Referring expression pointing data

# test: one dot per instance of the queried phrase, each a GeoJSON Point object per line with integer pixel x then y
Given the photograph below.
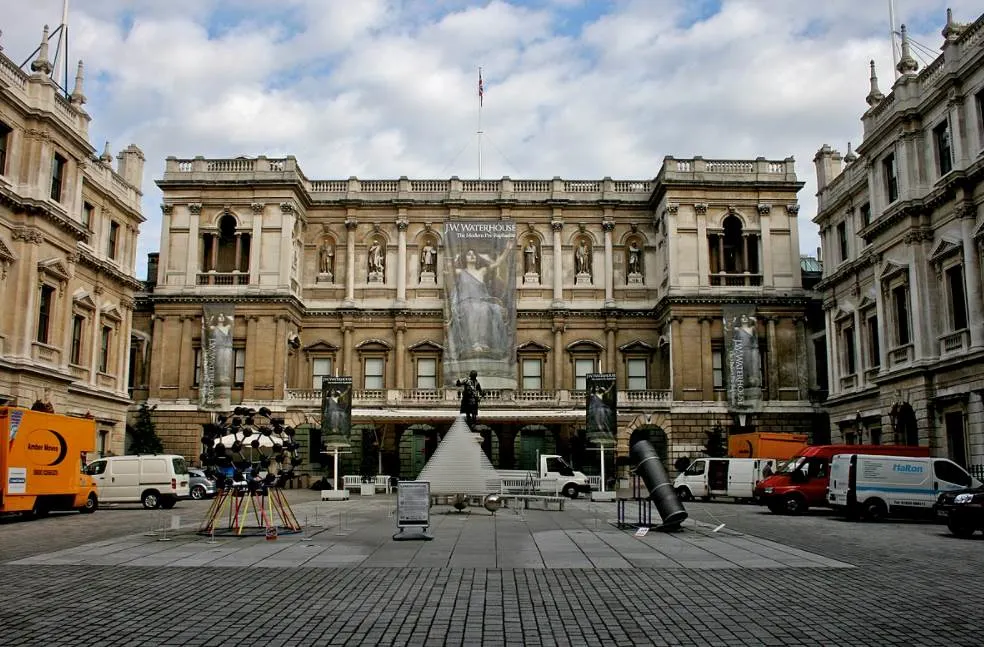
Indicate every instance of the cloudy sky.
{"type": "Point", "coordinates": [580, 89]}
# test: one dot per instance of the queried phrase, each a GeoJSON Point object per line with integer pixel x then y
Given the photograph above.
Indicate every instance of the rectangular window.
{"type": "Point", "coordinates": [636, 370]}
{"type": "Point", "coordinates": [44, 313]}
{"type": "Point", "coordinates": [426, 373]}
{"type": "Point", "coordinates": [717, 368]}
{"type": "Point", "coordinates": [532, 374]}
{"type": "Point", "coordinates": [900, 302]}
{"type": "Point", "coordinates": [842, 240]}
{"type": "Point", "coordinates": [76, 355]}
{"type": "Point", "coordinates": [239, 367]}
{"type": "Point", "coordinates": [104, 345]}
{"type": "Point", "coordinates": [955, 295]}
{"type": "Point", "coordinates": [5, 132]}
{"type": "Point", "coordinates": [850, 355]}
{"type": "Point", "coordinates": [891, 178]}
{"type": "Point", "coordinates": [57, 176]}
{"type": "Point", "coordinates": [373, 373]}
{"type": "Point", "coordinates": [88, 211]}
{"type": "Point", "coordinates": [944, 154]}
{"type": "Point", "coordinates": [874, 350]}
{"type": "Point", "coordinates": [321, 368]}
{"type": "Point", "coordinates": [114, 233]}
{"type": "Point", "coordinates": [581, 369]}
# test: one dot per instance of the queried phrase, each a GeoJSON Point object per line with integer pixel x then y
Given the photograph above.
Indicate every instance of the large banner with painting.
{"type": "Point", "coordinates": [336, 406]}
{"type": "Point", "coordinates": [744, 361]}
{"type": "Point", "coordinates": [480, 306]}
{"type": "Point", "coordinates": [601, 406]}
{"type": "Point", "coordinates": [215, 379]}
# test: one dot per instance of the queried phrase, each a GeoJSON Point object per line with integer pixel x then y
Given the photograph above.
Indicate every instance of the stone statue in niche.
{"type": "Point", "coordinates": [326, 261]}
{"type": "Point", "coordinates": [377, 262]}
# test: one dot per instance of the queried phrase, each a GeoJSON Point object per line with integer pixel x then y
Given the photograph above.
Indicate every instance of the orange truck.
{"type": "Point", "coordinates": [762, 444]}
{"type": "Point", "coordinates": [41, 456]}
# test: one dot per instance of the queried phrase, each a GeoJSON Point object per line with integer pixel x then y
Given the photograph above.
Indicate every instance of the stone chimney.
{"type": "Point", "coordinates": [130, 165]}
{"type": "Point", "coordinates": [828, 163]}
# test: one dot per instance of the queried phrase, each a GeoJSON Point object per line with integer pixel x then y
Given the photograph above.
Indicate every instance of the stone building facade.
{"type": "Point", "coordinates": [347, 277]}
{"type": "Point", "coordinates": [68, 230]}
{"type": "Point", "coordinates": [901, 227]}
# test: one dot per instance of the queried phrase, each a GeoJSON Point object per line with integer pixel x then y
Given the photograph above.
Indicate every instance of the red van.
{"type": "Point", "coordinates": [802, 481]}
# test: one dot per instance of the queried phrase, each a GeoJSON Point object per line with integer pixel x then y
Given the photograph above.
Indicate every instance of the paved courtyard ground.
{"type": "Point", "coordinates": [530, 578]}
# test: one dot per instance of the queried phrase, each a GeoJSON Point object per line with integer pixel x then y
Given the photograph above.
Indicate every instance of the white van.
{"type": "Point", "coordinates": [710, 477]}
{"type": "Point", "coordinates": [874, 487]}
{"type": "Point", "coordinates": [155, 480]}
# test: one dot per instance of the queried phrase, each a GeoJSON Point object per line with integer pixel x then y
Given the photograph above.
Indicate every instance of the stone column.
{"type": "Point", "coordinates": [400, 328]}
{"type": "Point", "coordinates": [401, 256]}
{"type": "Point", "coordinates": [608, 226]}
{"type": "Point", "coordinates": [191, 259]}
{"type": "Point", "coordinates": [557, 225]}
{"type": "Point", "coordinates": [972, 273]}
{"type": "Point", "coordinates": [350, 226]}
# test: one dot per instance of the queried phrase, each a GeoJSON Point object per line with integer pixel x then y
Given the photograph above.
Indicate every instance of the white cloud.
{"type": "Point", "coordinates": [383, 88]}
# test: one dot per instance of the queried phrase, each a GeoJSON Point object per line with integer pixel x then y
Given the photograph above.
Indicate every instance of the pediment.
{"type": "Point", "coordinates": [944, 249]}
{"type": "Point", "coordinates": [637, 346]}
{"type": "Point", "coordinates": [426, 346]}
{"type": "Point", "coordinates": [321, 346]}
{"type": "Point", "coordinates": [374, 344]}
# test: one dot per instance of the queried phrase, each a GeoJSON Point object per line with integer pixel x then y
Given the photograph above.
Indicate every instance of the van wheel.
{"type": "Point", "coordinates": [794, 504]}
{"type": "Point", "coordinates": [91, 504]}
{"type": "Point", "coordinates": [874, 510]}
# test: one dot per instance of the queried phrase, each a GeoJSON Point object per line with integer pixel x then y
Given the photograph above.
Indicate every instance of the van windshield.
{"type": "Point", "coordinates": [180, 465]}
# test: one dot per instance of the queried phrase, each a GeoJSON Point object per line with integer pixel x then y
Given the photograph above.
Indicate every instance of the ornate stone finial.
{"type": "Point", "coordinates": [850, 157]}
{"type": "Point", "coordinates": [874, 94]}
{"type": "Point", "coordinates": [78, 97]}
{"type": "Point", "coordinates": [907, 64]}
{"type": "Point", "coordinates": [41, 64]}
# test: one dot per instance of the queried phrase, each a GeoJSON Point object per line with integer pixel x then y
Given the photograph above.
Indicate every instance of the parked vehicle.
{"type": "Point", "coordinates": [766, 445]}
{"type": "Point", "coordinates": [155, 480]}
{"type": "Point", "coordinates": [963, 509]}
{"type": "Point", "coordinates": [200, 486]}
{"type": "Point", "coordinates": [710, 477]}
{"type": "Point", "coordinates": [874, 487]}
{"type": "Point", "coordinates": [554, 475]}
{"type": "Point", "coordinates": [41, 456]}
{"type": "Point", "coordinates": [802, 481]}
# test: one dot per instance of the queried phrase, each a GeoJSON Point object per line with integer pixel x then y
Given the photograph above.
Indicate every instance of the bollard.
{"type": "Point", "coordinates": [658, 484]}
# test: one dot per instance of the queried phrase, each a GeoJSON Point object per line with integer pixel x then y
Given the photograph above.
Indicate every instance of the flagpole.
{"type": "Point", "coordinates": [481, 93]}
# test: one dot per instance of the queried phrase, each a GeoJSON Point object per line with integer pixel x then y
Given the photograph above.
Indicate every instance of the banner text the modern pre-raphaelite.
{"type": "Point", "coordinates": [480, 306]}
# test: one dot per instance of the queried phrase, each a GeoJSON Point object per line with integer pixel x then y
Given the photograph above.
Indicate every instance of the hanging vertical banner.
{"type": "Point", "coordinates": [601, 406]}
{"type": "Point", "coordinates": [480, 302]}
{"type": "Point", "coordinates": [336, 406]}
{"type": "Point", "coordinates": [215, 380]}
{"type": "Point", "coordinates": [744, 361]}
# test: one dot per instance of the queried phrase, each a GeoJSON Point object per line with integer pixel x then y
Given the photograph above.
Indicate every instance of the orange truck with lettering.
{"type": "Point", "coordinates": [41, 457]}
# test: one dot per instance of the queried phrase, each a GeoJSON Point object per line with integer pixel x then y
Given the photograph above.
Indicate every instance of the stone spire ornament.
{"type": "Point", "coordinates": [78, 97]}
{"type": "Point", "coordinates": [874, 94]}
{"type": "Point", "coordinates": [41, 64]}
{"type": "Point", "coordinates": [907, 64]}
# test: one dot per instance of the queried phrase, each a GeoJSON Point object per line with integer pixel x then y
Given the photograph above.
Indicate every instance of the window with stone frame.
{"type": "Point", "coordinates": [944, 149]}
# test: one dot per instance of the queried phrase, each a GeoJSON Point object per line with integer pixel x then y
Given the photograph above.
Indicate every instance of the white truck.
{"type": "Point", "coordinates": [555, 476]}
{"type": "Point", "coordinates": [710, 477]}
{"type": "Point", "coordinates": [873, 487]}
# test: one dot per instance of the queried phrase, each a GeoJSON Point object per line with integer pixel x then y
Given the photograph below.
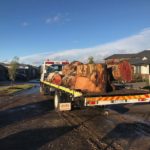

WORK ORDER: Repeat exactly the lines from the one containing "Indicate every instance of the hanging" to the last line of the records above, including both, and leave out any pictures.

EXPECTED OUTPUT:
Indicate every instance of the hanging vertical banner.
{"type": "Point", "coordinates": [601, 406]}
{"type": "Point", "coordinates": [480, 302]}
{"type": "Point", "coordinates": [336, 406]}
{"type": "Point", "coordinates": [215, 380]}
{"type": "Point", "coordinates": [744, 361]}
# test: one dot per instance of the queried phrase, each a GeoJSON Point object per line with integer pixel x then y
Given the photograph above.
Indicate every instance of the orange truck with lettering.
{"type": "Point", "coordinates": [41, 457]}
# test: one dot per instance of the queried phrase, each a GeoJSON Point object per line with integer pixel x then y
Given the photograph above.
Indicate every instance of the stone spire ornament.
{"type": "Point", "coordinates": [78, 97]}
{"type": "Point", "coordinates": [874, 94]}
{"type": "Point", "coordinates": [41, 64]}
{"type": "Point", "coordinates": [907, 64]}
# test: one dot per instance of the queried phrase, each a GeoJSON Point object per line with integer pixel x then y
Given the photograph above.
Indicate every instance of the window with stone frame.
{"type": "Point", "coordinates": [944, 149]}
# test: one dot per instance of the queried phrase, each a GeoJSON Point object per line with integer pixel x then y
Given the photograph above.
Indicate every instance of the white truck.
{"type": "Point", "coordinates": [555, 476]}
{"type": "Point", "coordinates": [710, 477]}
{"type": "Point", "coordinates": [873, 487]}
# test: one dot per instance of the queried phrase, each a GeoJSON Point object per line with integer pixel x then y
Given the photograph below.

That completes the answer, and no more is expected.